The answer must be a single number: the count of lines below that contain the string "sample".

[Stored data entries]

[Start of section]

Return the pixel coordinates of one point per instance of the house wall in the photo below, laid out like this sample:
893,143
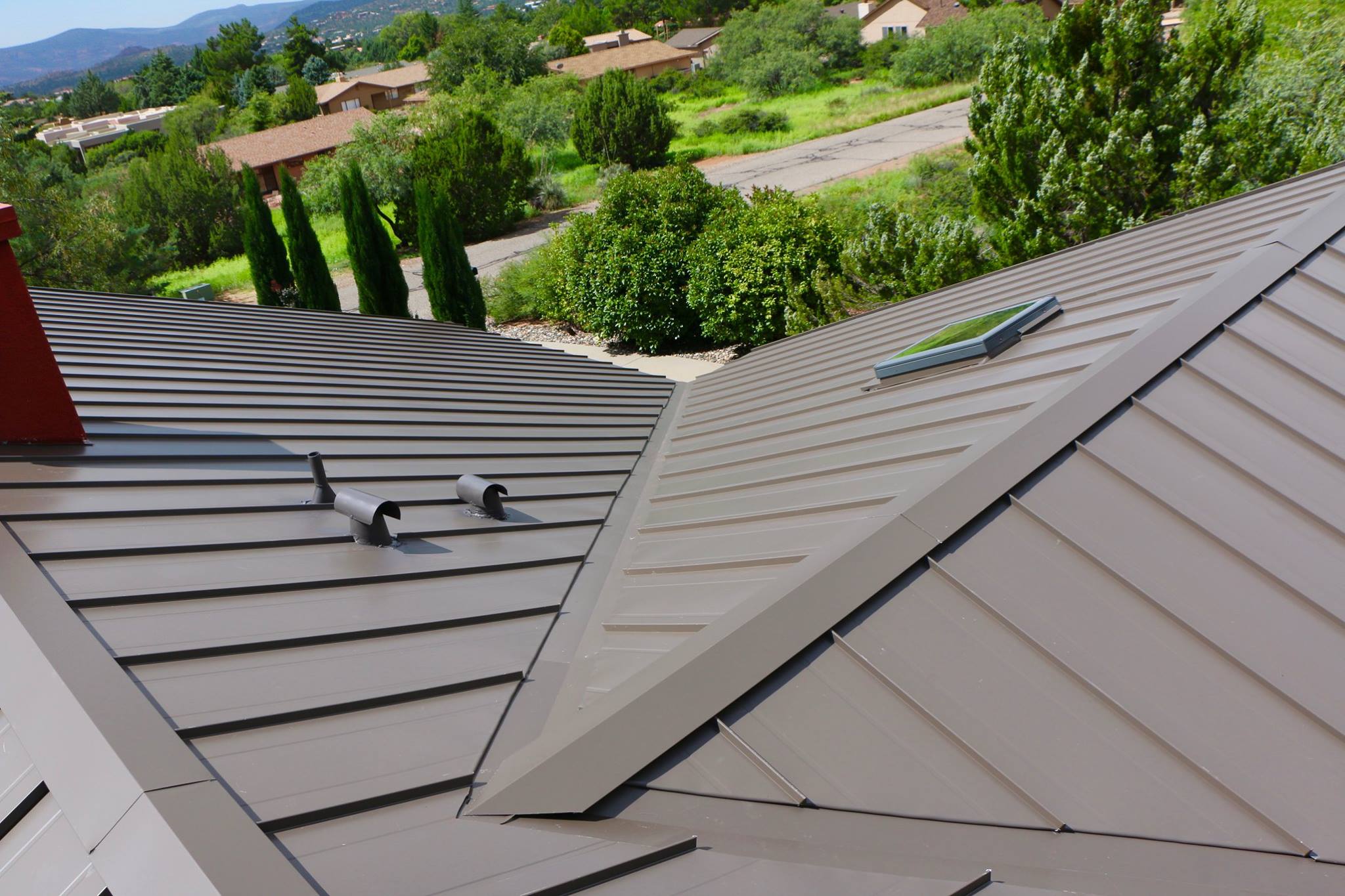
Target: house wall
899,15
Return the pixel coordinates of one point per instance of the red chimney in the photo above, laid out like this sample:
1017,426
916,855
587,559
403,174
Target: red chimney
35,405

[End of section]

**Answer for this exercise:**
2